**Selected passage**:
━━━━━━

Showing posts with label anthology. Show all posts
Showing posts with label anthology. Show all posts

Monday, July 30, 2012

Episode 6- Emily's Secret



If you have the cash to spare to help us out with the Alien Diaries Anthology, head on over to http://www.kickstarter.com/projects/1078742786/the-alien-diaries-translation-project and donate will you?

*****

"Not everything is a government conspiracy,"  I said.

She looked away from me to stare at the oval portrait which hung  between twin strips of peeled and curling wallpaper strips.  Once again I puzzled at the gray-blue tint to her skin.  The lamp near the far wall did little to cheer the living room. Its stand was darkened brass, and the lamp cover looked like a worn doily stretched and sewn onto a wire cage.  I wondered if the bulb was from a time when five to ten watts was considered normal.

My own hands appeared sepia tinged  in the faint light.  Without knowing why, I shuddered.

I looked up again at Emily and was shocked by how fragile she looked.  She was past eighty, and her skin seemed not only pale-blue gray, but faintly translucent.  Old age is both a crime and its own punishment.  In that horrid lamplight, my skin looked older, but hers looked crinkled and clammy as used  wax paper.

"Why'd you come here?" she said.

"You implied that your friend was murdered by the government, but you can't know for sure unless there's something you haven't told me.  And I came here because you asked me, if you'll remember.  I didn't call you, you called me.  Look, I'm spending a small fortune testing your artifacts based on your claims that they're alien.  I'm not rich enough to spend money on projects like this unless I think they could turn out to be real.  Who's going to reimburse me for all that money if they're not real?  So when you claim the government moved an entire town to destroy any clue that these artifacts exist and even killed a man to shut him up, I'm just saying I need proof.  Or enough information to find my own truth.  Whatever you know, I want to know, Emily."

She jerked her head toward the front porch window when something crashed into the bushes beyond the porch.

"What was that?" I asked.  "A deer?"

Emily stared at the window, then stood up and took a step in its direction.

"I'll go with you," I said.

"Sit down," she said.  "I can't look after you and me at the same time."

From a cabinet near the front door she took out a pump shotgun and a box of shells.

I was about to repeat that I would go with her when she jacked some shells into the gun, then turned around and pointed the barrel at me.

━━━━━━

**Supplied data**:
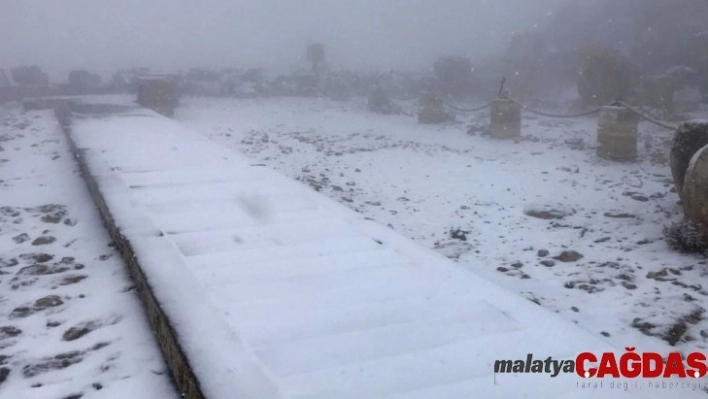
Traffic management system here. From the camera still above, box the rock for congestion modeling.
[32,236,57,246]
[0,367,10,384]
[61,327,91,341]
[34,295,64,310]
[669,122,708,202]
[16,264,69,276]
[683,145,708,243]
[603,211,637,219]
[367,86,402,115]
[0,326,22,341]
[524,204,575,220]
[553,251,583,263]
[12,233,29,244]
[418,93,452,124]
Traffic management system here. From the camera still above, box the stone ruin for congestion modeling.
[418,92,452,125]
[671,121,708,244]
[67,70,101,94]
[10,66,49,86]
[489,98,521,139]
[366,85,402,115]
[137,76,179,117]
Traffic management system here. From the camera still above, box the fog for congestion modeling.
[0,0,560,80]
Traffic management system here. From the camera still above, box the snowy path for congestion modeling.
[65,97,702,399]
[0,106,176,399]
[177,98,708,351]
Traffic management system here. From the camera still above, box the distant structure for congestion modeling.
[68,70,101,94]
[137,75,178,117]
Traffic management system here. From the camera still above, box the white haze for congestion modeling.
[0,0,567,80]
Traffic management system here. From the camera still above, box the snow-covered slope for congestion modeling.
[0,105,177,399]
[177,98,708,352]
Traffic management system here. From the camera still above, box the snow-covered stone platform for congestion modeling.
[58,97,704,399]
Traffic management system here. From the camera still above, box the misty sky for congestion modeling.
[0,0,568,81]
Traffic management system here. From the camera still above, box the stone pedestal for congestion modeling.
[489,99,521,139]
[642,76,676,115]
[597,106,639,162]
[683,146,708,243]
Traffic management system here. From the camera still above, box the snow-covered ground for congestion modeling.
[177,98,708,351]
[0,105,177,399]
[63,97,704,399]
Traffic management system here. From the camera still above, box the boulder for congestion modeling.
[418,93,452,124]
[669,121,708,203]
[366,86,401,114]
[683,145,708,242]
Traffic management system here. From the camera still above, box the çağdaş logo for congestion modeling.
[494,347,708,378]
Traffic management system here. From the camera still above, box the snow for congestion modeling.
[686,142,708,174]
[177,99,708,360]
[60,99,698,398]
[0,106,177,399]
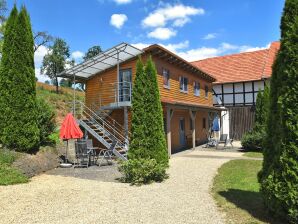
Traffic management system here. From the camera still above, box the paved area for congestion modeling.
[0,147,242,224]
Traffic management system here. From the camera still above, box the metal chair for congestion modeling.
[216,134,234,149]
[86,139,99,164]
[74,141,90,168]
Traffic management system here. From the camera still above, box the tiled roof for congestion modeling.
[191,42,280,83]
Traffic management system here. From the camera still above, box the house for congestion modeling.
[60,43,220,156]
[191,42,280,139]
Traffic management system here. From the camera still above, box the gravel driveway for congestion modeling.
[0,150,241,224]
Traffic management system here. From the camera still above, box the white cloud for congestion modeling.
[161,40,189,52]
[203,33,217,40]
[114,0,132,5]
[147,27,176,40]
[110,14,127,29]
[71,51,84,60]
[142,3,205,27]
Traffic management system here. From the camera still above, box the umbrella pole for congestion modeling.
[65,139,68,163]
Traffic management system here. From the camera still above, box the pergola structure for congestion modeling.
[58,43,143,139]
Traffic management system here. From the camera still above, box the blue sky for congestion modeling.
[8,0,284,82]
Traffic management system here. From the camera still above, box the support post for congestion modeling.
[124,107,128,139]
[189,110,197,150]
[167,107,173,158]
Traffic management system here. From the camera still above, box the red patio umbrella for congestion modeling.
[60,113,83,162]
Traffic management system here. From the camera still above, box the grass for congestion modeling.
[243,152,263,158]
[212,160,282,224]
[0,149,29,185]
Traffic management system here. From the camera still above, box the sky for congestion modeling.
[7,0,284,81]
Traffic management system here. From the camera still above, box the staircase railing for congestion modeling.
[73,101,129,147]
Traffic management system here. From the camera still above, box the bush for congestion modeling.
[0,149,16,165]
[37,98,56,145]
[119,159,168,185]
[241,131,265,151]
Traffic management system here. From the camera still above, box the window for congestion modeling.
[162,68,170,88]
[205,85,209,98]
[193,81,200,96]
[180,76,188,93]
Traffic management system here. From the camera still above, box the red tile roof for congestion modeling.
[191,42,280,83]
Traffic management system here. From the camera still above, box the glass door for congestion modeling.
[118,69,132,102]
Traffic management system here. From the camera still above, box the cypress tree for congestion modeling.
[0,5,18,142]
[129,57,168,167]
[259,0,298,223]
[1,7,40,151]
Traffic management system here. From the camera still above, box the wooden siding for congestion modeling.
[153,54,213,106]
[86,59,136,107]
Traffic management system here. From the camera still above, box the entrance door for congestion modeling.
[179,118,186,146]
[119,69,132,102]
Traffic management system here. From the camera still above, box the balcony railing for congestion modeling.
[92,81,132,109]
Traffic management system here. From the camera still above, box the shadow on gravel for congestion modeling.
[219,189,286,224]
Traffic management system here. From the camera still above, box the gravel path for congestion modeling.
[0,150,242,224]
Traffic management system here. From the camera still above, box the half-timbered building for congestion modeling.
[192,42,280,139]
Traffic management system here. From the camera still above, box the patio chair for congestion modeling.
[216,134,234,149]
[74,141,90,168]
[86,139,99,164]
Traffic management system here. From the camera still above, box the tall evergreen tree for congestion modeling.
[129,57,168,167]
[1,7,40,151]
[0,6,18,139]
[259,0,298,223]
[41,38,73,93]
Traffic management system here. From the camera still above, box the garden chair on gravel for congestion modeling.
[216,134,234,149]
[74,141,90,168]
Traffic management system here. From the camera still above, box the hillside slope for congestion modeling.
[36,82,85,126]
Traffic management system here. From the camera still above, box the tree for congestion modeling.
[59,79,72,87]
[128,58,168,167]
[1,6,40,151]
[259,0,298,223]
[83,46,102,61]
[41,38,70,93]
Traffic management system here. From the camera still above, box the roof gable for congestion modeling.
[192,42,280,83]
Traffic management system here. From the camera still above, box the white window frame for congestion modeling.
[179,76,188,93]
[162,68,171,89]
[193,81,201,96]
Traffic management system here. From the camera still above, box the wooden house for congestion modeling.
[60,43,220,158]
[192,42,280,140]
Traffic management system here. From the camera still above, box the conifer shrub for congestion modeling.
[259,0,298,223]
[119,159,168,185]
[0,6,40,152]
[120,57,169,184]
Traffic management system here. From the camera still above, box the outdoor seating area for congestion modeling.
[73,139,113,168]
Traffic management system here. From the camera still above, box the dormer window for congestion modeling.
[162,68,170,89]
[193,81,200,96]
[180,76,188,93]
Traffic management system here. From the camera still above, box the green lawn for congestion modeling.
[212,160,282,224]
[0,149,28,185]
[243,152,263,158]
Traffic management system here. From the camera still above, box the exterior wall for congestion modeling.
[164,108,208,153]
[85,59,136,108]
[213,80,265,106]
[153,58,213,106]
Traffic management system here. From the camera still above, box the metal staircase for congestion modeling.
[73,101,129,160]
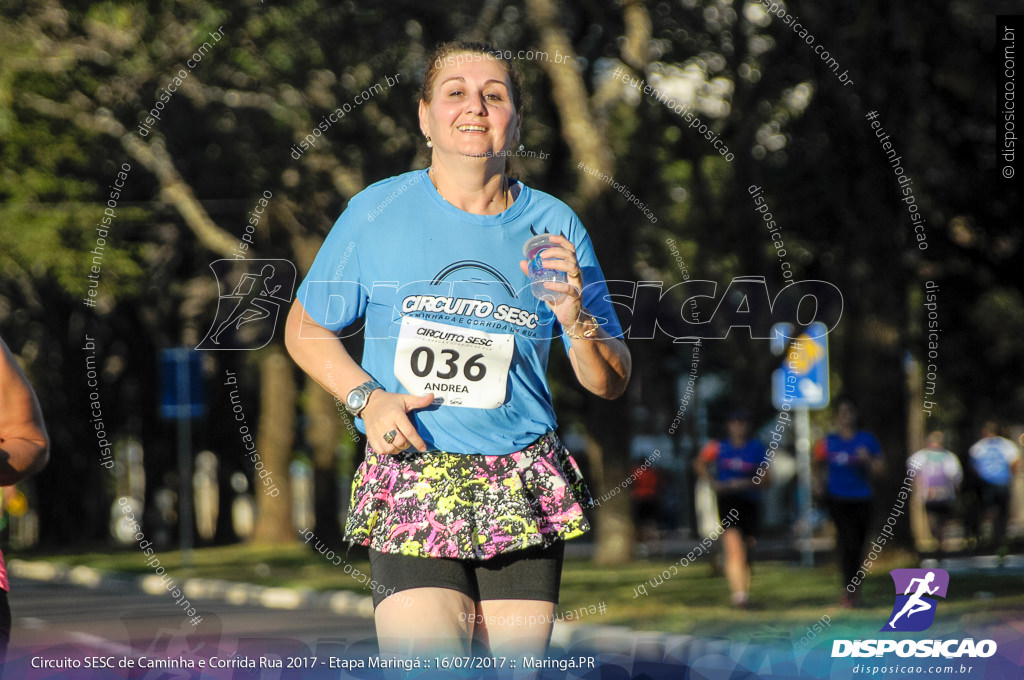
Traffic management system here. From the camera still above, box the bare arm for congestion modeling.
[0,339,50,486]
[519,235,633,399]
[285,300,434,454]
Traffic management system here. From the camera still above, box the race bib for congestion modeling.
[394,316,514,409]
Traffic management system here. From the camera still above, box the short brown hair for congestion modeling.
[420,40,523,112]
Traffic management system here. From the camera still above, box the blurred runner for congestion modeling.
[970,421,1021,548]
[694,410,768,608]
[907,430,964,553]
[814,397,883,607]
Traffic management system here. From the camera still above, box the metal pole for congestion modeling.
[175,349,193,568]
[796,407,814,566]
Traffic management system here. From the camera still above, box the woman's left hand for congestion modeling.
[519,233,583,330]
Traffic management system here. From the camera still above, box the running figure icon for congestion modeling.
[889,571,939,628]
[210,264,281,345]
[196,259,296,350]
[881,569,949,633]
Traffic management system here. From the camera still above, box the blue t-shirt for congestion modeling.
[700,439,765,499]
[298,170,622,455]
[970,436,1020,486]
[815,430,882,499]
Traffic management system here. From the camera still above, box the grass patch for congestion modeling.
[19,543,1024,640]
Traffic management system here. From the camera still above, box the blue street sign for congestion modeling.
[771,322,828,410]
[160,347,206,419]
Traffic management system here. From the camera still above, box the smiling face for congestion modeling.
[420,53,520,163]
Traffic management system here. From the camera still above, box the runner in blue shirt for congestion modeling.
[286,43,631,656]
[814,397,882,607]
[694,410,768,608]
[969,421,1021,547]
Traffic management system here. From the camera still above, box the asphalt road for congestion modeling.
[4,579,376,679]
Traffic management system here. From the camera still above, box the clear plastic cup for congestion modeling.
[522,233,568,304]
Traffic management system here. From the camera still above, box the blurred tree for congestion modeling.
[0,0,1024,562]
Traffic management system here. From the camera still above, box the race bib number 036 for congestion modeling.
[394,316,514,409]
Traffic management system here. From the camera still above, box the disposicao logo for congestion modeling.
[879,569,949,633]
[831,569,996,658]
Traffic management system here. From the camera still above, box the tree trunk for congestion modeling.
[303,378,341,548]
[252,343,296,543]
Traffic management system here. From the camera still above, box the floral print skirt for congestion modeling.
[345,432,594,560]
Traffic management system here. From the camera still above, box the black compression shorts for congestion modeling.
[370,541,565,607]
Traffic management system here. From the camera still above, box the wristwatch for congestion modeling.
[345,380,384,418]
[565,307,601,340]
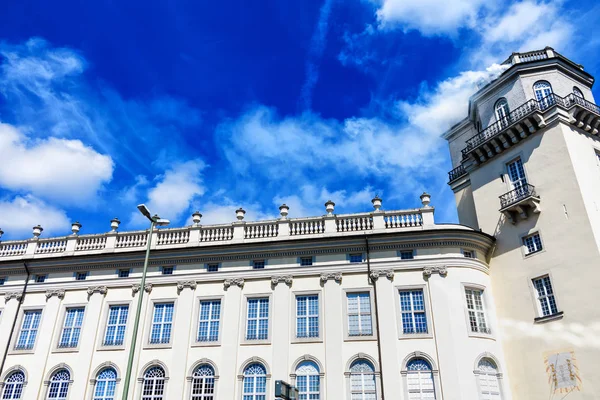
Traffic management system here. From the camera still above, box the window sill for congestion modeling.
[533,311,564,324]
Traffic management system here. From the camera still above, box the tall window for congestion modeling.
[142,366,165,400]
[197,300,221,342]
[406,358,435,400]
[104,306,129,346]
[243,363,267,400]
[2,371,25,400]
[350,359,377,400]
[150,303,174,344]
[400,289,427,334]
[58,307,85,348]
[533,275,558,317]
[296,361,321,400]
[48,369,71,400]
[465,288,490,334]
[476,358,501,400]
[94,368,117,400]
[346,292,373,336]
[192,364,215,400]
[15,310,42,350]
[246,297,269,340]
[296,295,319,338]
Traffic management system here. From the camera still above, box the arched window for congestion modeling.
[406,358,435,400]
[48,369,71,400]
[192,364,215,400]
[242,363,267,400]
[477,358,501,400]
[94,368,117,400]
[494,98,510,123]
[142,366,165,400]
[296,361,321,400]
[2,371,25,400]
[350,359,377,400]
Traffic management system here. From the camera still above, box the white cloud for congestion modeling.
[0,195,71,239]
[0,123,113,206]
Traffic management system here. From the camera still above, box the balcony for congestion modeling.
[500,184,541,224]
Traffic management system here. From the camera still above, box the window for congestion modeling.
[192,364,215,400]
[243,363,267,400]
[400,289,427,334]
[346,292,373,336]
[48,369,71,400]
[300,257,312,267]
[142,366,165,400]
[197,300,221,342]
[533,275,558,317]
[296,295,319,338]
[15,310,42,350]
[150,303,175,344]
[58,307,85,348]
[465,288,491,334]
[406,358,435,400]
[93,368,117,400]
[523,233,542,256]
[475,358,501,400]
[350,359,377,400]
[350,253,362,263]
[2,371,25,400]
[104,305,129,346]
[246,297,269,340]
[296,361,321,400]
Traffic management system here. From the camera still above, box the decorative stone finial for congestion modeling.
[325,200,335,215]
[71,221,82,235]
[371,195,381,212]
[110,217,121,232]
[421,192,431,208]
[33,225,44,237]
[235,207,246,221]
[279,203,290,219]
[192,211,202,226]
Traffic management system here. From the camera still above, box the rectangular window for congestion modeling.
[246,297,269,340]
[296,295,319,338]
[104,305,129,346]
[300,257,312,267]
[15,310,42,350]
[58,307,85,348]
[400,289,427,334]
[150,303,175,344]
[346,292,373,336]
[465,288,491,334]
[523,233,542,256]
[533,275,558,317]
[197,300,221,342]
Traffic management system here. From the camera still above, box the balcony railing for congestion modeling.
[500,184,537,209]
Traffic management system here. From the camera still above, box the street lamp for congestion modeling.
[123,204,169,400]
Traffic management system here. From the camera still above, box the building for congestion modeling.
[0,48,600,400]
[445,48,600,400]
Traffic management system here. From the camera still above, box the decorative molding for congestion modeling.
[370,269,394,281]
[223,278,244,290]
[321,272,342,284]
[177,281,198,294]
[271,275,294,286]
[88,286,108,296]
[46,289,65,300]
[423,265,448,277]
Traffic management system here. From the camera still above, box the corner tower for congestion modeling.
[444,48,600,400]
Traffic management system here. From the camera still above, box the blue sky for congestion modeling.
[0,0,600,239]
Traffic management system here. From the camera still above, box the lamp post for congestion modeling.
[123,204,169,400]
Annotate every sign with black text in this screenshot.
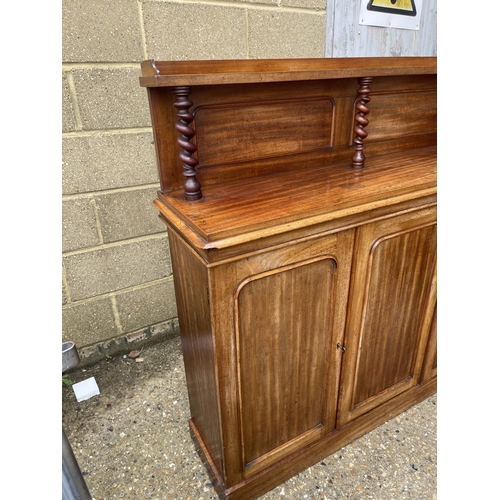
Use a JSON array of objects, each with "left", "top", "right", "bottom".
[{"left": 359, "top": 0, "right": 423, "bottom": 30}]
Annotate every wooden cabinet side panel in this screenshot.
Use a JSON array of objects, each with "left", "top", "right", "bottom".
[
  {"left": 169, "top": 230, "right": 223, "bottom": 470},
  {"left": 339, "top": 208, "right": 437, "bottom": 425}
]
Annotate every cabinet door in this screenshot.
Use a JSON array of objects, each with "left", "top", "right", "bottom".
[
  {"left": 338, "top": 207, "right": 436, "bottom": 426},
  {"left": 211, "top": 230, "right": 354, "bottom": 486}
]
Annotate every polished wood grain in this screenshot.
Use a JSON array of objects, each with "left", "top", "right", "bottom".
[
  {"left": 352, "top": 76, "right": 373, "bottom": 168},
  {"left": 195, "top": 97, "right": 335, "bottom": 168},
  {"left": 142, "top": 74, "right": 437, "bottom": 192},
  {"left": 140, "top": 57, "right": 437, "bottom": 87},
  {"left": 338, "top": 207, "right": 437, "bottom": 426},
  {"left": 420, "top": 305, "right": 437, "bottom": 382},
  {"left": 172, "top": 87, "right": 202, "bottom": 201},
  {"left": 157, "top": 147, "right": 437, "bottom": 242},
  {"left": 203, "top": 230, "right": 354, "bottom": 487},
  {"left": 140, "top": 58, "right": 437, "bottom": 500},
  {"left": 235, "top": 258, "right": 336, "bottom": 467},
  {"left": 169, "top": 231, "right": 223, "bottom": 469}
]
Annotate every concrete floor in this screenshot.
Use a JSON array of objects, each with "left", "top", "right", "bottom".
[{"left": 62, "top": 338, "right": 437, "bottom": 500}]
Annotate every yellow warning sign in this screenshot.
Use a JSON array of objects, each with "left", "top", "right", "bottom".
[{"left": 366, "top": 0, "right": 417, "bottom": 16}]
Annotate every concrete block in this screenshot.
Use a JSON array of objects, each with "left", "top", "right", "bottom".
[
  {"left": 62, "top": 132, "right": 159, "bottom": 194},
  {"left": 62, "top": 198, "right": 100, "bottom": 252},
  {"left": 62, "top": 75, "right": 76, "bottom": 132},
  {"left": 62, "top": 0, "right": 143, "bottom": 62},
  {"left": 281, "top": 0, "right": 326, "bottom": 8},
  {"left": 115, "top": 278, "right": 177, "bottom": 332},
  {"left": 248, "top": 10, "right": 326, "bottom": 59},
  {"left": 62, "top": 297, "right": 119, "bottom": 347},
  {"left": 63, "top": 235, "right": 172, "bottom": 301},
  {"left": 143, "top": 1, "right": 246, "bottom": 60},
  {"left": 71, "top": 65, "right": 151, "bottom": 130},
  {"left": 95, "top": 188, "right": 167, "bottom": 243}
]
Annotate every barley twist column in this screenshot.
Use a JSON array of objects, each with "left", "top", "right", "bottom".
[
  {"left": 172, "top": 87, "right": 202, "bottom": 201},
  {"left": 352, "top": 76, "right": 372, "bottom": 168}
]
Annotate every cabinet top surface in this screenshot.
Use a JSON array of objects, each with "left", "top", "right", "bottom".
[{"left": 140, "top": 57, "right": 437, "bottom": 87}]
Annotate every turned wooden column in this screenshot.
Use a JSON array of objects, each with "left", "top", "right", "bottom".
[
  {"left": 172, "top": 87, "right": 202, "bottom": 201},
  {"left": 352, "top": 76, "right": 373, "bottom": 168}
]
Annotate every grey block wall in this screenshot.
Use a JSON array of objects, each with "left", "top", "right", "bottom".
[{"left": 62, "top": 0, "right": 327, "bottom": 363}]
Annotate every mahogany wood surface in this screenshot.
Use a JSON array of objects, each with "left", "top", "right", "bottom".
[
  {"left": 140, "top": 57, "right": 437, "bottom": 87},
  {"left": 140, "top": 58, "right": 437, "bottom": 500}
]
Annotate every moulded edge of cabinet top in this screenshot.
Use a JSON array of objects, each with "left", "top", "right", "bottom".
[
  {"left": 154, "top": 147, "right": 437, "bottom": 249},
  {"left": 139, "top": 57, "right": 437, "bottom": 87}
]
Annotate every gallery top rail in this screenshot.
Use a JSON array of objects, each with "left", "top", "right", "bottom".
[{"left": 139, "top": 57, "right": 437, "bottom": 87}]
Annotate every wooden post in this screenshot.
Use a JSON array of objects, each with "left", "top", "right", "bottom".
[{"left": 172, "top": 87, "right": 202, "bottom": 201}]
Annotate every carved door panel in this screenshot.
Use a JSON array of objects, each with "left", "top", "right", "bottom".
[
  {"left": 420, "top": 307, "right": 437, "bottom": 382},
  {"left": 337, "top": 207, "right": 437, "bottom": 426},
  {"left": 211, "top": 230, "right": 354, "bottom": 486}
]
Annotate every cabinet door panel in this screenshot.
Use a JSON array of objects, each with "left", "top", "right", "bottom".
[
  {"left": 236, "top": 258, "right": 336, "bottom": 464},
  {"left": 211, "top": 230, "right": 354, "bottom": 485},
  {"left": 339, "top": 206, "right": 436, "bottom": 425}
]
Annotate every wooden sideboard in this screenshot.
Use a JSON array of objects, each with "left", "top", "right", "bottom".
[{"left": 140, "top": 57, "right": 437, "bottom": 499}]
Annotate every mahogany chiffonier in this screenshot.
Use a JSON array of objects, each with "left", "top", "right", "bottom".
[{"left": 140, "top": 57, "right": 437, "bottom": 499}]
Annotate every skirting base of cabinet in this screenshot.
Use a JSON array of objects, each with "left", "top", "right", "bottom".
[{"left": 189, "top": 377, "right": 437, "bottom": 500}]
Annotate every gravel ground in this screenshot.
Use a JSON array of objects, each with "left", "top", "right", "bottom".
[{"left": 62, "top": 338, "right": 437, "bottom": 500}]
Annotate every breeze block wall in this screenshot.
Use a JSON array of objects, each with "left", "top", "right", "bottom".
[{"left": 62, "top": 0, "right": 326, "bottom": 364}]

━━━━━━

Update the "Emily's Secret" passage between "She looked away" and "used  wax paper.", inclusive, so that "portrait" reads "photograph", and give that stretch again.

She looked away from me to stare at the oval photograph which hung  between twin strips of peeled and curling wallpaper strips.  Once again I puzzled at the gray-blue tint to her skin.  The lamp near the far wall did little to cheer the living room. Its stand was darkened brass, and the lamp cover looked like a worn doily stretched and sewn onto a wire cage.  I wondered if the bulb was from a time when five to ten watts was considered normal.

My own hands appeared sepia tinged  in the faint light.  Without knowing why, I shuddered.

I looked up again at Emily and was shocked by how fragile she looked.  She was past eighty, and her skin seemed not only pale-blue gray, but faintly translucent.  Old age is both a crime and its own punishment.  In that horrid lamplight, my skin looked older, but hers looked crinkled and clammy as used  wax paper.